By default, dot positions within bins for the "bin" layout are determined by their data values (e.g. by the y values in the above chart). You can override this by passing a variable to the order aesthetic, which will set the sort order within bins. This can be used to create “stacked” dotplots by setting order to a discrete variable:

abcc_df %>%
  ggplot(aes(y = value, x = abc, fill = hi, group = NA, order = hi)) +
  geom_dots(linewidth = 0) +
  scale_color_brewer(palette = "Dark2") +
  ggtitle(
    'geom_dots()',
    'aes(fill = hi, group = NA, order = hi)'
  )

Varying continuous aesthetics within dot groups

Continuous variables can also be varied within groups. Since continuous variables will not automatically set the group aesthetic, we can simply assign them to the desired aesthetic we want to vary:

abcc_df %>%
  arrange(hi) %>%
  ggplot(aes(y = value, x = abc, shape = abc, color = value)) +
  geom_dots() +
  ggtitle(
    'geom_dots()',
    'aes(color = value)'
  )

Constraining dot size

When sample sizes can vary widely (and dynamically), it can be difficult to set a reasonable dot size that works on all charts. In this case, it can be useful to set constraints on the dot sizes picked by the automatic bin width selection algorithm.

For example, on very large samples, dots may become smaller than desired. Consider the following increasingly large samples:

set.seed(1234)

ns = c(50, 200, 500, 5000)
increasing_samples = data.frame(
  x = rgamma(sum(ns), 2, 2),
  n = rep(ns, ns)
)

increasing_samples %>%
  ggplot(aes(x = x)) +
  geom_dots() +
  facet_wrap(~ n) +
  labs(
    title = "geom_dots()",
    subtitle = "on large samples, dots may get too small"
  )

The dots become quite small on the 5000-dot dotplot, making it harder to read.

You can set constraints on the desired dot size / bin width by using the binwidth argument. To set a specific bin width, pass a single value; to set constraints, pass a length-2 vector, where the first element is the min and the second the max. The min can be 0 and the max can be Inf if you only want to constrain the other value (max or min, respectively). The bin width can be in data units (using numeric values) or in plotting units (using grid::unit()s).

For example, we could constrain the dot size to be greater than 1mm:

increasing_samples %>%
  ggplot(aes(x = x)) +
  geom_dots(binwidth = unit(c(1, Inf), "mm")) +
  facet_wrap(~ n) +
  labs(
    title = "geom_dots()",
    subtitle = 'binwidth = unit(c(1.5, Inf), "mm")'
  )
## Warning: The provided binwidth will cause dots to overflow the boundaries of the geometry.

EXCERPTED RECORDS:
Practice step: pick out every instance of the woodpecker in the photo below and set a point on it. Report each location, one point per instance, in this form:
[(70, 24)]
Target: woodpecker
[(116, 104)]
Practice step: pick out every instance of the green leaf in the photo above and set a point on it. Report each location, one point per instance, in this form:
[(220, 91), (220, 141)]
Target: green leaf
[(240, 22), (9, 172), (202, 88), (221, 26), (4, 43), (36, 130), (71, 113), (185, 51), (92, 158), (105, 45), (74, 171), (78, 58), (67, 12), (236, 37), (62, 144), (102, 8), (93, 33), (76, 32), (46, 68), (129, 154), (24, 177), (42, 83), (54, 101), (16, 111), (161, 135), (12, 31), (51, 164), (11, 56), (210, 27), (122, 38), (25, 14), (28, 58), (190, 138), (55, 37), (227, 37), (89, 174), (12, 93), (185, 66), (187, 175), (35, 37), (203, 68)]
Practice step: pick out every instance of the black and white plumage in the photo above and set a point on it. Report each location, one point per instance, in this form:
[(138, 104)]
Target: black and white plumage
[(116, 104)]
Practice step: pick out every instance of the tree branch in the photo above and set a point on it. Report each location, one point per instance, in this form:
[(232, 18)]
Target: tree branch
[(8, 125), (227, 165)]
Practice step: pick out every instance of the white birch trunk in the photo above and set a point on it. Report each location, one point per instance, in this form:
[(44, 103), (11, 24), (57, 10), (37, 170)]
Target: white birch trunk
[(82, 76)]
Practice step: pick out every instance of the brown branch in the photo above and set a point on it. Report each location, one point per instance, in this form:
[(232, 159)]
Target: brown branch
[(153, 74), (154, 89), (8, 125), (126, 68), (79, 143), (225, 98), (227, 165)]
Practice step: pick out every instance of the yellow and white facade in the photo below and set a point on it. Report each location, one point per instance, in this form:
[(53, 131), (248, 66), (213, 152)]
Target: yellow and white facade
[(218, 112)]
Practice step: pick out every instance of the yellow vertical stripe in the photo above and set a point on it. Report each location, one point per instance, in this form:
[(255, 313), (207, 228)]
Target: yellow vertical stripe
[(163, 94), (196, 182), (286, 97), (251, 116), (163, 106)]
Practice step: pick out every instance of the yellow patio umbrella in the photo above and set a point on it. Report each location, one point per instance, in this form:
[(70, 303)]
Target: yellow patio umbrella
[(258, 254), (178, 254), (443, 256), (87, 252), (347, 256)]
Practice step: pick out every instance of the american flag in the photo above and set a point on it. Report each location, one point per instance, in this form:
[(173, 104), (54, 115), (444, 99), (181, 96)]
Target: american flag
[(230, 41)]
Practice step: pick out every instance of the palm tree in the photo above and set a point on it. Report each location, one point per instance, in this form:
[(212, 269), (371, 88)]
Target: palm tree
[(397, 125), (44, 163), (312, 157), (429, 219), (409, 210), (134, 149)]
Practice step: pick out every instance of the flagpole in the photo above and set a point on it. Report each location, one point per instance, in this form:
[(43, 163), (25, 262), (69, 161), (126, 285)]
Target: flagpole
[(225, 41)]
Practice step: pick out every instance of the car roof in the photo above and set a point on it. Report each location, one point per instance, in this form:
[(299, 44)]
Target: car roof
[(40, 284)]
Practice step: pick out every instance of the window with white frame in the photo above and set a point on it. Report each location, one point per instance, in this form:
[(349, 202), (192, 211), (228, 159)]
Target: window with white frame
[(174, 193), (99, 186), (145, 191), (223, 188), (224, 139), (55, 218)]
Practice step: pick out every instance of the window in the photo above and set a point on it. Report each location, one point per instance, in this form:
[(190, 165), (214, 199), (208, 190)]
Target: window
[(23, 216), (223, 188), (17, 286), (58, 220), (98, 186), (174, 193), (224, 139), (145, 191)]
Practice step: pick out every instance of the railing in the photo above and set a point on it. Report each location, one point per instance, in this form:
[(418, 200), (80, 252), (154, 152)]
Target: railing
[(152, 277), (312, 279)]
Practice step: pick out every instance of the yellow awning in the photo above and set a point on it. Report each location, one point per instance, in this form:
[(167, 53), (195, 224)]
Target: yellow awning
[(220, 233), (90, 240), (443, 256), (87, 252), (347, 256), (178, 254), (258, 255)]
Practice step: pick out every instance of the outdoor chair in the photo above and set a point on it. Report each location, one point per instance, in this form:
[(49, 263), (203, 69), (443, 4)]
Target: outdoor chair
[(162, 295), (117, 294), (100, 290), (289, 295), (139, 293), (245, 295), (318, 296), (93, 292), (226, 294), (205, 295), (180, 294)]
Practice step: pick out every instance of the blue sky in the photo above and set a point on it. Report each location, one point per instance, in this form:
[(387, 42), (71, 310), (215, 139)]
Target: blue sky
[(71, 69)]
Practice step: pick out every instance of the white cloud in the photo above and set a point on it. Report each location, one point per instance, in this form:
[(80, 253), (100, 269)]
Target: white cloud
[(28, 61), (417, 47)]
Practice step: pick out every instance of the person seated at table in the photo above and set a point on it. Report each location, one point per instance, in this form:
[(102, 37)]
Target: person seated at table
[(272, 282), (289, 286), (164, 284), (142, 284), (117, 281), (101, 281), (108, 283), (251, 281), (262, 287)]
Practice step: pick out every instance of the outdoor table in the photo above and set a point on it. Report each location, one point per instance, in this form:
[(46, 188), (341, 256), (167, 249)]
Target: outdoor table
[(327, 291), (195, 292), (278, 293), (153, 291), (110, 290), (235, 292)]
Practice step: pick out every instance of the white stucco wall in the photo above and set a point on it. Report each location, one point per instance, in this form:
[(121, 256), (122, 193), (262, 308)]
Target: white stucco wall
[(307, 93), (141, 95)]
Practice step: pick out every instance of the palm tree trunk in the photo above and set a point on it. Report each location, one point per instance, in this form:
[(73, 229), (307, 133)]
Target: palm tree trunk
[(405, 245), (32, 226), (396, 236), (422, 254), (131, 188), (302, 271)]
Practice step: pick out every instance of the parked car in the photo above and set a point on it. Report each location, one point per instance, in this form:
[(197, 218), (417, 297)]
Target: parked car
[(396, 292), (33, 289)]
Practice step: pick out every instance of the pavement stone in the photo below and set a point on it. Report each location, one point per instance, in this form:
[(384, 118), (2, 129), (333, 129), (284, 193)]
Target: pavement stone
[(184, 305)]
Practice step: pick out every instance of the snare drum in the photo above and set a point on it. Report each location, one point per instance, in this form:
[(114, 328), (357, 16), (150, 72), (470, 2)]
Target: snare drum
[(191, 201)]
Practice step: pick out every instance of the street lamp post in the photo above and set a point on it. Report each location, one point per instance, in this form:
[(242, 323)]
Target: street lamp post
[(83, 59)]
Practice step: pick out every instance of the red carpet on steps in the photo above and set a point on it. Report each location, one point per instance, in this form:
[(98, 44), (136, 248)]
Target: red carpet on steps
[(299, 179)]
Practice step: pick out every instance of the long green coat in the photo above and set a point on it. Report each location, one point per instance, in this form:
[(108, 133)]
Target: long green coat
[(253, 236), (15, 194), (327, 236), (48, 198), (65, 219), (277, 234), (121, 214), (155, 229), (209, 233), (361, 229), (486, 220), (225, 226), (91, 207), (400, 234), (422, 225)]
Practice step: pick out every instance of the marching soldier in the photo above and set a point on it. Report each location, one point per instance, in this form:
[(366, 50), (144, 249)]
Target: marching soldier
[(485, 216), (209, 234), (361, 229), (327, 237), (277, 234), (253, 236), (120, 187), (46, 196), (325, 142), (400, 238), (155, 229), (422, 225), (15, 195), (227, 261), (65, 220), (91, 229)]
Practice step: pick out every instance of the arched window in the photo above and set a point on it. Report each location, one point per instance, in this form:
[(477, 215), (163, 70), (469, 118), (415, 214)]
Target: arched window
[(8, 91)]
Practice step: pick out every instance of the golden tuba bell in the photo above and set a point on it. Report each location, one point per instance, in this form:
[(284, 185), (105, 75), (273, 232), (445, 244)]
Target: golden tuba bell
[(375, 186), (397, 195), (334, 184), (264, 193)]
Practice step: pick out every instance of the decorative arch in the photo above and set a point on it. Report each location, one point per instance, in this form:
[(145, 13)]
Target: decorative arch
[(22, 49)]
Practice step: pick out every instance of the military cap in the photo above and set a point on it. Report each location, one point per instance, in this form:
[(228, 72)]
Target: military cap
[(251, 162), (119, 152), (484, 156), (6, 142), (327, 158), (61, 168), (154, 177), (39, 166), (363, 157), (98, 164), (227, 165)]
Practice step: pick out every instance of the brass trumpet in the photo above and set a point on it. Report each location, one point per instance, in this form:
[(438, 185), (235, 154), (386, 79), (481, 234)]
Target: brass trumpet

SET TASKS:
**a)** Print out the part of the dotplot guide from "You can set" up to and including "of the geometry.".
**b)** Shift the listing from the line with "Practice step: pick out every instance of the yellow and" up to and including the line with "[(218, 112)]". Write out every one of those lines in full, adding 29 to each number in the coordinates that come after the "Target:" line and keeping everything else the same.
The dotplot guide and the listing have nothing to do with each other.

SET OF ANSWERS:
**a)**
You can set constraints on the desired dot size / bin width by using the binwidth argument. To set a specific bin width, pass a single value; to set constraints, pass a length-2 vector, where the first element is the min and the second the max. The min can be 0 and the max can be Inf if you only want to constrain the other value (max or min, respectively). The bin width can be in data units (using numeric values) or in plotting units (using grid::unit()s).

For example, we could constrain the dot size to be greater than 1mm:

increasing_samples %>%
  ggplot(aes(x = x)) +
  geom_dots(binwidth = unit(c(1, Inf), "mm")) +
  facet_wrap(~ n) +
  labs(
    title = "geom_dots()",
    subtitle = 'binwidth = unit(c(1.5, Inf), "mm")'
  )
## Warning: The provided binwidth will cause dots to overflow the boundaries of the geometry.

**b)**
Practice step: pick out every instance of the yellow and white facade in the photo below and set a point on it. Report each location, one point per instance, in this form:
[(53, 131), (248, 66), (213, 152)]
Target: yellow and white facade
[(247, 141)]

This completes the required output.